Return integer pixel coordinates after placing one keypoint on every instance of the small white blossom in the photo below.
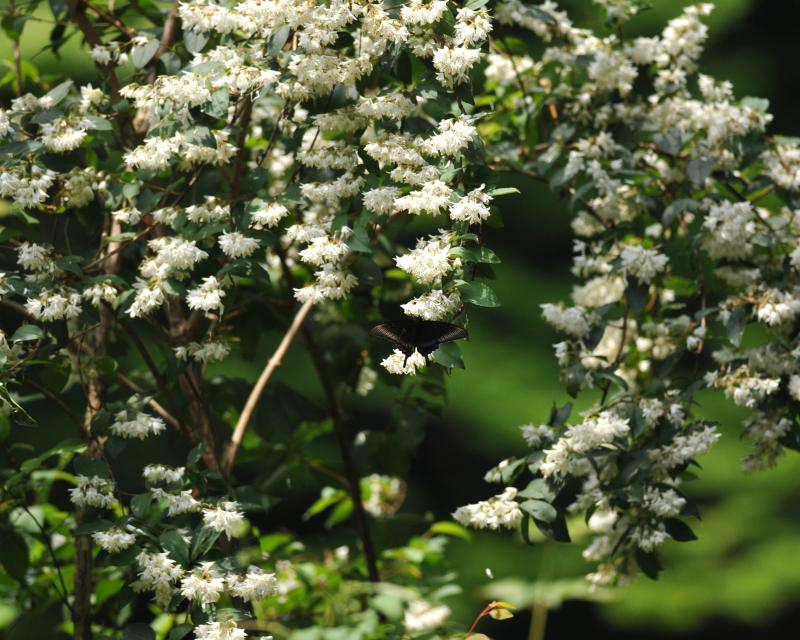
(236, 245)
(140, 427)
(113, 540)
(501, 511)
(424, 616)
(224, 518)
(93, 492)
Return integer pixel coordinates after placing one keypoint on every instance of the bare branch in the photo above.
(273, 363)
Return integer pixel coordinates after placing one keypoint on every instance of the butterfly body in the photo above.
(424, 336)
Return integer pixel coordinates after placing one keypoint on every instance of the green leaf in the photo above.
(86, 466)
(194, 41)
(195, 455)
(679, 530)
(538, 489)
(699, 169)
(278, 39)
(735, 326)
(449, 355)
(389, 606)
(475, 254)
(217, 106)
(14, 554)
(173, 543)
(450, 529)
(637, 294)
(86, 528)
(98, 124)
(202, 541)
(180, 631)
(140, 504)
(143, 53)
(648, 563)
(478, 293)
(503, 191)
(575, 375)
(138, 631)
(540, 510)
(556, 530)
(59, 92)
(26, 333)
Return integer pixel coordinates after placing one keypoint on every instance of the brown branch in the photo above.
(261, 384)
(354, 483)
(57, 401)
(160, 381)
(337, 415)
(238, 164)
(169, 33)
(153, 404)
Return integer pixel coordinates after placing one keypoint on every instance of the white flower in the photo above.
(432, 197)
(205, 587)
(179, 503)
(140, 427)
(157, 573)
(34, 257)
(236, 245)
(268, 215)
(570, 320)
(594, 432)
(472, 27)
(536, 436)
(100, 292)
(156, 473)
(226, 630)
(454, 135)
(642, 263)
(434, 305)
(100, 54)
(424, 616)
(210, 351)
(428, 262)
(255, 585)
(472, 208)
(60, 136)
(93, 492)
(225, 518)
(664, 504)
(113, 540)
(55, 305)
(453, 64)
(501, 511)
(366, 381)
(127, 215)
(381, 200)
(794, 387)
(148, 298)
(207, 297)
(400, 364)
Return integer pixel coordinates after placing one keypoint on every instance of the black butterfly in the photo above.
(422, 335)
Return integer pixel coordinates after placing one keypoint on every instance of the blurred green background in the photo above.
(742, 577)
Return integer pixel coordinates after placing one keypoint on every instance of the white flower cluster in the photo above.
(501, 511)
(93, 491)
(141, 426)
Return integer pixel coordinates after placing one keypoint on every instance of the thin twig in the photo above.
(46, 540)
(273, 363)
(152, 403)
(161, 382)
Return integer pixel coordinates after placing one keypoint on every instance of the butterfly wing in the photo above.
(430, 334)
(396, 332)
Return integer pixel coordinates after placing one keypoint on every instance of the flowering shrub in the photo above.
(316, 167)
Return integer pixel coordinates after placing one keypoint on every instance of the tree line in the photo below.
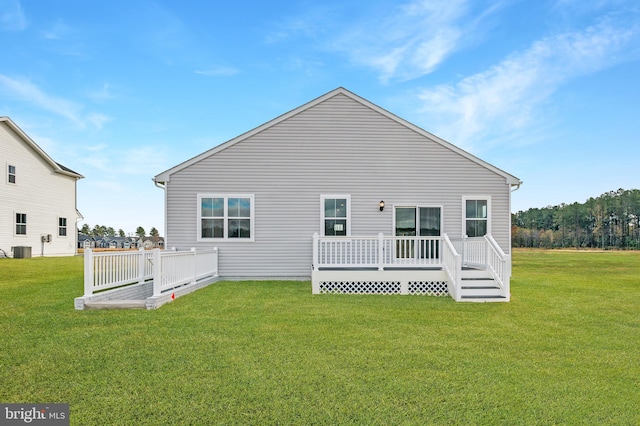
(100, 231)
(609, 221)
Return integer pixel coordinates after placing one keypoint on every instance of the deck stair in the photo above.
(479, 286)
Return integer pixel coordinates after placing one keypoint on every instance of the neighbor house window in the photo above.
(225, 217)
(477, 216)
(62, 226)
(21, 224)
(11, 174)
(336, 215)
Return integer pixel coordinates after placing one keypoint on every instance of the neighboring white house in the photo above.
(346, 170)
(37, 198)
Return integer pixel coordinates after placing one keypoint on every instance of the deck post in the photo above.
(215, 260)
(88, 272)
(141, 265)
(195, 265)
(157, 272)
(315, 259)
(380, 252)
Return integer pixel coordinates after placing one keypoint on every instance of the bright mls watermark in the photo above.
(34, 414)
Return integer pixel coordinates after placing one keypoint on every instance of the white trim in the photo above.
(226, 197)
(15, 225)
(324, 197)
(465, 198)
(66, 227)
(417, 206)
(55, 166)
(14, 174)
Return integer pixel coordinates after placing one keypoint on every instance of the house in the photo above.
(387, 202)
(86, 241)
(38, 207)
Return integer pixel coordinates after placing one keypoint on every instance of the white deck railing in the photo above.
(414, 252)
(452, 264)
(376, 252)
(167, 269)
(498, 263)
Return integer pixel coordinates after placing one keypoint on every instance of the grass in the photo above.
(563, 351)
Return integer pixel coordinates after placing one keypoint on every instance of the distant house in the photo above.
(86, 241)
(346, 193)
(39, 206)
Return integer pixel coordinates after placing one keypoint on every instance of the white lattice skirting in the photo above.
(398, 281)
(420, 288)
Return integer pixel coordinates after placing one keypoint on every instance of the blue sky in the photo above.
(120, 91)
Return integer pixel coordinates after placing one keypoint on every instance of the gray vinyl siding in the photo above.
(338, 146)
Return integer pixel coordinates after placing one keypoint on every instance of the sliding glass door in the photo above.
(417, 221)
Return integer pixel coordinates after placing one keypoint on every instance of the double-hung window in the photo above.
(477, 216)
(21, 224)
(336, 215)
(225, 217)
(11, 173)
(62, 226)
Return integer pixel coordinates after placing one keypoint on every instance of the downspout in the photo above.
(163, 186)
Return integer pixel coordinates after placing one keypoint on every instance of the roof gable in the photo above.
(57, 167)
(166, 175)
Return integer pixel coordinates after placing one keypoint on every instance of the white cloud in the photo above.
(28, 91)
(218, 71)
(411, 42)
(98, 120)
(12, 17)
(503, 100)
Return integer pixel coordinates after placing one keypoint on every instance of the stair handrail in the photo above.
(452, 264)
(499, 264)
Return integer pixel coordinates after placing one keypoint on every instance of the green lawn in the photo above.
(565, 350)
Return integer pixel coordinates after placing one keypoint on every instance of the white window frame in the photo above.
(324, 197)
(466, 198)
(417, 207)
(15, 224)
(225, 218)
(65, 227)
(10, 174)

■ ■ ■ ■ ■ ■ ■

Quote the entries above word for word. Leave the images out.

Return integer pixel coordinates after placing one keypoint on every instance of the small white blossom in the photo below.
(236, 245)
(140, 427)
(113, 540)
(501, 511)
(424, 616)
(224, 518)
(93, 492)
Return integer pixel coordinates after placing one keypoint on every instance of the bare branch in the photo above.
(273, 363)
Return integer pixel coordinates after placing one keypoint on every instance of the butterfly body in the photo above.
(424, 336)
Return integer pixel coordinates after placing one keypoint on every instance of the green leaf in the photo above.
(86, 466)
(194, 41)
(195, 455)
(679, 530)
(538, 489)
(699, 169)
(278, 39)
(735, 326)
(449, 355)
(389, 606)
(475, 254)
(217, 106)
(14, 554)
(173, 543)
(450, 529)
(637, 294)
(86, 528)
(98, 124)
(202, 541)
(180, 631)
(140, 504)
(143, 53)
(648, 563)
(478, 293)
(503, 191)
(575, 375)
(138, 631)
(540, 510)
(556, 530)
(59, 92)
(26, 333)
Return integer pixel coordinates after placing one keypoint on every instance of the brown branch in the photo above.
(261, 384)
(354, 483)
(57, 401)
(160, 381)
(337, 415)
(238, 164)
(169, 33)
(153, 404)
Return integer pixel coordinates after placing one keypoint on every instance of the white flower in the photo above.
(432, 197)
(205, 587)
(179, 503)
(140, 427)
(157, 573)
(34, 257)
(236, 245)
(268, 215)
(570, 320)
(594, 432)
(472, 27)
(536, 436)
(100, 292)
(156, 473)
(226, 630)
(454, 135)
(642, 263)
(434, 305)
(100, 54)
(424, 616)
(210, 351)
(428, 262)
(255, 585)
(472, 208)
(60, 136)
(93, 492)
(225, 518)
(664, 504)
(113, 540)
(55, 305)
(453, 64)
(501, 511)
(366, 381)
(127, 215)
(381, 200)
(794, 387)
(148, 298)
(207, 297)
(400, 364)
Return integer pixel coordinates after placing one keypoint on every instance of the black butterfly in the photo above.
(422, 335)
Return integer pixel coordinates after placing one keypoint on every instance of the blurred green background in the photo above.
(742, 577)
Return integer pixel coordinates after placing one keypoint on every instance of the white flower cluster in the photo above.
(501, 511)
(93, 491)
(141, 426)
Return integer pixel coordinates after placing one keypoint on every instance of the thin twig in the photo above.
(46, 540)
(273, 363)
(152, 403)
(161, 382)
Return integer pixel coordinates after placing one keypoint on every instance of the butterfly wing in the photo above.
(430, 334)
(396, 332)
Return integer pixel coordinates after placing one keypoint on every instance of the flowering shrub in the photo above.
(316, 167)
Return integer pixel coordinates after placing one keypoint on every instance of the tree line in the photo below.
(100, 231)
(609, 221)
Return integer pixel coordinates after placing one keypoint on every instance of the deck stair in the photo above.
(479, 286)
Return integer pixel coordinates after placing one keypoint on every instance of the neighbor house window in the photo above.
(225, 217)
(477, 216)
(62, 226)
(21, 224)
(11, 174)
(336, 215)
Return integer pixel coordinates after placing one keypoint on every instance of the neighboring white house in the photo above.
(346, 170)
(37, 198)
Return integer pixel coordinates after placing one keypoint on every instance of the deck post in the photo above.
(215, 260)
(88, 272)
(141, 265)
(195, 265)
(157, 272)
(315, 259)
(380, 252)
Return integer pixel coordinates after placing one keypoint on every instance of the bright mls watermark in the photo above.
(34, 414)
Return integer pixel coordinates after placing one keypoint on every instance of the white trim in the photo above.
(226, 197)
(15, 225)
(324, 197)
(465, 198)
(66, 227)
(417, 206)
(55, 166)
(14, 174)
Return integer pixel coordinates after placing one keypoint on every instance of the house in the photo above.
(387, 202)
(86, 241)
(38, 207)
Return integer pixel coordinates after placing one keypoint on every instance of the white deck railing in the photo above.
(414, 252)
(452, 264)
(376, 252)
(167, 269)
(498, 263)
Return integer pixel coordinates after placing one keypoint on every instance of the grass in the photo above.
(563, 351)
Return integer pixel coordinates after placing one keypoint on every instance of the distant house in the photo above.
(86, 241)
(346, 193)
(39, 206)
Return integer pixel coordinates after placing one keypoint on every instance of the white lattice skirting in the photo above.
(398, 281)
(420, 288)
Return integer pixel coordinates after placing one keypoint on every instance of the blue sky in the photo above.
(120, 91)
Return integer pixel coordinates after placing one keypoint on every instance of the gray vinyl siding in the photo above.
(338, 146)
Return integer pixel coordinates after placing one keypoint on every instance of the sliding glass door in the photo above.
(417, 221)
Return integer pixel coordinates after placing one keypoint on every instance of the double-hung window in the photo above.
(477, 216)
(21, 224)
(336, 215)
(225, 217)
(11, 173)
(62, 226)
Return integer pixel coordinates after placing one keypoint on every instance of the downspout in the photo above.
(163, 186)
Return integer pixel coordinates after placing one keypoint on every instance of the roof gable in the photo above.
(57, 167)
(166, 175)
Return integer pixel coordinates after placing one keypoint on every instance of the white cloud in the photo above.
(28, 91)
(218, 71)
(411, 42)
(98, 120)
(12, 17)
(503, 100)
Return integer pixel coordinates after placing one keypoint on every instance of the stair handrail in the photo above.
(452, 264)
(499, 264)
Return integer pixel coordinates after placing one keypoint on every instance of the green lawn in the photo above.
(565, 350)
Return integer pixel coordinates after placing one keypoint on every instance of the white window frame in the photo above.
(324, 197)
(466, 198)
(417, 207)
(15, 224)
(225, 218)
(65, 227)
(10, 174)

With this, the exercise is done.